REQUIRED WORK: Write out the material below again, unchanged.

RECORDS FOR THIS TASK:
** start **

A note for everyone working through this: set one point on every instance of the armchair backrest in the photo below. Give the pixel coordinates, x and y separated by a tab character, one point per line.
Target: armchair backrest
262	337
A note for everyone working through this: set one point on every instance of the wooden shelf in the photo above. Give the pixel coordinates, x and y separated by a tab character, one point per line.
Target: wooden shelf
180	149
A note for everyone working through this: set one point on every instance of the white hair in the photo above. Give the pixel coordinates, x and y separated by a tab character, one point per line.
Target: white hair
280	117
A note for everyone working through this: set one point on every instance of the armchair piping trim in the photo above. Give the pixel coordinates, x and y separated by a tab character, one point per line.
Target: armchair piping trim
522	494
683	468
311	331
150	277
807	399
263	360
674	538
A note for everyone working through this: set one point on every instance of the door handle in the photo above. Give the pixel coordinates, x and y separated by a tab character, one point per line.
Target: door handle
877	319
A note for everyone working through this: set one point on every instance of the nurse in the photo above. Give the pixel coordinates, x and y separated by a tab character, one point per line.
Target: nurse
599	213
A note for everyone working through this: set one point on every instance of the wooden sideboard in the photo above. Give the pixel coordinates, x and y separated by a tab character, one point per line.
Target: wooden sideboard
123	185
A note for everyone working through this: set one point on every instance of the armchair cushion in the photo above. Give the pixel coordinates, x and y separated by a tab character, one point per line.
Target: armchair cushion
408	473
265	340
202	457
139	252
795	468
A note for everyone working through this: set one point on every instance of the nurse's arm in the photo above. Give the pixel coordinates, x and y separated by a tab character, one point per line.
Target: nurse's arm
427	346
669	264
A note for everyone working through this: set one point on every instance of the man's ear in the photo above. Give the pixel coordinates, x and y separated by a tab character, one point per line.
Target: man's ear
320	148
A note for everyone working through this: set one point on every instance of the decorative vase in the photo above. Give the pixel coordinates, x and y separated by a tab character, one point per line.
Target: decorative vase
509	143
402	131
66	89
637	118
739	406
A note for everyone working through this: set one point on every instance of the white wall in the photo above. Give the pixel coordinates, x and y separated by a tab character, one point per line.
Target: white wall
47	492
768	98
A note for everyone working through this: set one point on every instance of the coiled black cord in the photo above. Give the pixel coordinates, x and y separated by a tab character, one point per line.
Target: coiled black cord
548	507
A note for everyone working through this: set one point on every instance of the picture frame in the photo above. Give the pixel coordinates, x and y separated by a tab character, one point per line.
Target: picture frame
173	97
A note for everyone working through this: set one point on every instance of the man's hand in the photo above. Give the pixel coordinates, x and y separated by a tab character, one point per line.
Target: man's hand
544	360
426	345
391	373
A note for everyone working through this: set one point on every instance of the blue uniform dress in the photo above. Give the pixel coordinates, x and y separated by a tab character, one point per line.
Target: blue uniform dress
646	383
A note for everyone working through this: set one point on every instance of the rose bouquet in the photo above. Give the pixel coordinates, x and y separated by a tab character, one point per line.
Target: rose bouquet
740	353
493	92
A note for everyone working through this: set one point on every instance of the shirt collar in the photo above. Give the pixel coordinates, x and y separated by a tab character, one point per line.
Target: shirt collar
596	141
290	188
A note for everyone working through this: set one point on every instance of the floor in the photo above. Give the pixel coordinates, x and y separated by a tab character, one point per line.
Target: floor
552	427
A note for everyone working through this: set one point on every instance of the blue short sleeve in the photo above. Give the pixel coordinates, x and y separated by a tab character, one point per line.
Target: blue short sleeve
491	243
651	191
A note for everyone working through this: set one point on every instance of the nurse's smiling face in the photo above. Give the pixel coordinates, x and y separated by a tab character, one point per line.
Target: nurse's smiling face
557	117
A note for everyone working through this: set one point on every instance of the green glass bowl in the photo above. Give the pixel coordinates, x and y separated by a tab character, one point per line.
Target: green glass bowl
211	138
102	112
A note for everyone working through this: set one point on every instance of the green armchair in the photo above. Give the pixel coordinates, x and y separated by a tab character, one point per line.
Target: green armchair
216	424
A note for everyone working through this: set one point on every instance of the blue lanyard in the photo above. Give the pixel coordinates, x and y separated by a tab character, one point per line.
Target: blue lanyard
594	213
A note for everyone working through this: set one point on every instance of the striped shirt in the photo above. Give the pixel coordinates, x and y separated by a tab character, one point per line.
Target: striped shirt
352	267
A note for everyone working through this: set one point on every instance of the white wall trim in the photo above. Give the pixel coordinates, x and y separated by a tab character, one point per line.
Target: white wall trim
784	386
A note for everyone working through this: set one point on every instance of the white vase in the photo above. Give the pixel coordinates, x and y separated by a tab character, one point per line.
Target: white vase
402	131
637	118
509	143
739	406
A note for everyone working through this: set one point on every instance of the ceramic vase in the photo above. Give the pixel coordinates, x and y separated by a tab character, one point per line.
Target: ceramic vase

** end **

FINAL RESULT:
A note for everyone working through this: set one point on every instance of the armchair backrest in the photo below. Give the pixel coordinates, x and y separated by a tab character, one point per line.
Target: armchair backrest
262	337
A note for everyone working through this: set one point on every instance of the wooden shelf in the photo above. Give the pixel coordinates, x and y separated by a tab character, one point per line.
Target: wooden shelf
180	149
A note for everyone working through this: set one point on every instance of the white hair in the photo above. Give the pixel coordinates, x and y separated by a tab character, one point per line.
Target: white hair
280	117
A note for everyone working through this: set one point on every instance of the armchair piping trim in the photo above. Give the pixel coordinates, x and y separated by a tab character, one point per line.
Target: armchair piping trim
522	494
683	468
311	331
150	277
807	399
263	360
674	538
A note for everyone working through this: set one point on every instance of the door handle in the photo above. Give the pixel coordinates, x and y separated by a tab character, one point per line.
Target: door handle
877	319
A note for everyone working through this: set one point on every instance of the nurse in the photo above. Give the pixel coordinates, x and y separated by a tab character, one point per line.
Target: nurse
599	213
A note for everyone working through this: set one point on every instance of the wooden sideboard in the photo above. Give the pixel coordinates, x and y separated by a tab character, one point per line.
Target: wooden sideboard
123	185
A note for everyone working through this: set one point on every instance of the armchair cushion in the photo above. Give the pixel coordinates, x and y separated by a tab character, one point per line.
Target: armchair cushion
408	473
265	340
202	457
139	252
795	468
A note for everyone working through this: set one point on every instance of the nurse's arm in the photo above. Give the pixel coordinates, x and y separated by a tab character, one point per line.
Target: nurse's arm
427	346
669	264
A note for everyone working through this: set one point on every instance of the man's ear in the photo above. Give the pixel coordinates, x and y separated by a tab character, one point per line.
Target: man's ear
320	148
A note for everyone working through this: set one point on every instance of the decorative vase in the photo above. Give the pixel coordinates, x and y separated by a tab character, one point per line.
Target: decorative vase
509	143
402	131
66	89
637	118
739	406
A note for everyone working through this: set one point on every instance of the white wall in the photo above. Give the pixel coordinates, x and y separated by a tab character, one point per line.
Target: white wall
47	492
768	98
A note for everyone working through this: set one point on every instance of the coiled black cord in the photo above. Give the pixel coordinates, x and y separated by a tab character, one point per line.
Target: coiled black cord
548	507
A note for everyone working through this: set one point on every instance of the picture frame in the photo above. Give the pixel coordinates, x and y separated by a tab character, one point per line.
Target: picture frame
173	97
A note for everyone working through this: set one point on every instance of the man's hand in the photo above. Give the pixel coordinates, x and y separated by a tab character, one point per line.
Target: man's hand
544	360
426	345
391	373
A note for everyone working through this: set one point on every instance of the blue uniform dress in the photo above. Give the pixel coordinates, x and y separated by a tab character, one point per line.
Target: blue uniform dress
646	383
A note for everyone working through this: set one point on every instance of the rose bouquet in the photo above. Give the pixel coordinates, x and y separated by a tab character, one point per line.
Target: rose bouquet
740	353
493	92
A note for everyone working through this: set one point on every instance of the shirt collar in the photo above. Give the pixel coordinates, x and y separated by a tab character, one point per line.
Target: shirt collar
596	141
290	188
A note for everyone working through this: set one point on every instance of the floor in the photo above. Give the pixel coordinates, x and y separated by a tab character, one point per line.
Target: floor
552	427
A note for everyone working through this: set one point on every instance of the blue short sleeve in the photo above. Give the pixel coordinates, x and y separated by a tab character, one point per line.
Target: blue short sleeve
491	243
651	191
A note for everyone working through this: set one point on every instance of the nurse's smiling face in the photo above. Give the pixel coordinates, x and y separated by a tab character, one point per line.
Target: nurse's smiling face
557	117
A note for everyone working through this: set one point on every instance of the green glass bowl in the photo above. Give the pixel coordinates, x and y separated by a tab character, one point per line.
Target: green glass bowl
211	138
102	112
A note for everyone working through this: set one point on every instance of the green armchair in the photo above. Give the pixel coordinates, x and y separated by a tab character, one point per line.
Target: green armchair
216	424
A note for everyone working through this: set one point on every instance of the blue lanyard in the photo above. Give the pixel coordinates, x and y separated by a tab character, one point per line.
Target: blue lanyard
594	213
A note for everyone working through this: set one point on every instance of the striped shirt in the photo above. Give the pixel coordinates, x and y separated by a tab character, one point per line.
Target: striped shirt
352	267
A note for everyone working through this: set one point on every instance of the white wall trim in the photo above. Give the pixel coordinates, x and y separated by a tab character, one point per line.
Target: white wall trim
784	386
A note for everyone working through this: set one point on every instance of the white vase in the photo above. Give the pixel coordinates, x and y separated by a tab character, one point per line.
Target: white vase
402	131
637	118
509	143
739	406
A note for everyone working through this: set one point on every instance of the ceramic vase in the photo above. Give the pixel coordinates, x and y separated by a tab character, one point per line.
Target: ceramic vase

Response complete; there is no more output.